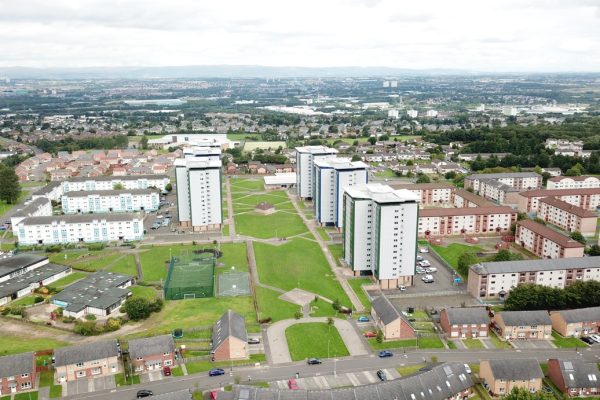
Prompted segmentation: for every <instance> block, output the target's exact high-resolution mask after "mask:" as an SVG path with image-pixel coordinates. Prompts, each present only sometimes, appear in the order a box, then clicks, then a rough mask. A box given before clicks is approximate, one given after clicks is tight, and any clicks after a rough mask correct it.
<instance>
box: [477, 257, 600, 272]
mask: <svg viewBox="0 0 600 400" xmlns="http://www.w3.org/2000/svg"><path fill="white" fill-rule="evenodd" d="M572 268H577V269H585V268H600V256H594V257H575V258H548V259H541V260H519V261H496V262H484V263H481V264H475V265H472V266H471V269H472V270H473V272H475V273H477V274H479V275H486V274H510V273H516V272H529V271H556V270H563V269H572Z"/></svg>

...

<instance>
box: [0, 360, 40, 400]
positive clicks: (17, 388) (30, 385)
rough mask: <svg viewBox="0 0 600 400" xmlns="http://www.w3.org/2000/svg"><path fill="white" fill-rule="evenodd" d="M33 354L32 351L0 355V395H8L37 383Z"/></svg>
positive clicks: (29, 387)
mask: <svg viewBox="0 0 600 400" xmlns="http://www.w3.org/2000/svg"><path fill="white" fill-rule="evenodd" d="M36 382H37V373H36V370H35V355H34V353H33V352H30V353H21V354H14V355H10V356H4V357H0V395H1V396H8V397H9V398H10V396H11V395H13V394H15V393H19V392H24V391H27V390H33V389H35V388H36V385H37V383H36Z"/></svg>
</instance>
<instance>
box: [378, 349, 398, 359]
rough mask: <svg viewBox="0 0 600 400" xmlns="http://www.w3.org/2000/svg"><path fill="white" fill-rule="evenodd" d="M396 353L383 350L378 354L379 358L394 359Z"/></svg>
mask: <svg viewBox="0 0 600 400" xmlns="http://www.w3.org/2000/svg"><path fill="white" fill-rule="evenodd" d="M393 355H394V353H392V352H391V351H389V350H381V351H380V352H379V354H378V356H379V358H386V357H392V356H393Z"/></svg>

## What the exercise asks
Look through the entries above and quote exactly the lines from the line with "box: [0, 360, 40, 400]" to the line with "box: [378, 349, 398, 359]", counting both of those lines.

## Response
box: [0, 360, 40, 400]
positive clicks: (17, 388) (30, 385)
rough mask: <svg viewBox="0 0 600 400" xmlns="http://www.w3.org/2000/svg"><path fill="white" fill-rule="evenodd" d="M33 354L32 351L0 355V395H8L37 383Z"/></svg>
positive clicks: (29, 387)
mask: <svg viewBox="0 0 600 400" xmlns="http://www.w3.org/2000/svg"><path fill="white" fill-rule="evenodd" d="M36 382H37V373H36V370H35V355H34V353H33V352H30V353H21V354H14V355H10V356H4V357H0V395H1V396H8V397H9V398H10V396H11V395H13V394H15V393H19V392H24V391H27V390H33V389H35V388H36V385H37V383H36Z"/></svg>
</instance>
<instance>
box: [378, 349, 398, 359]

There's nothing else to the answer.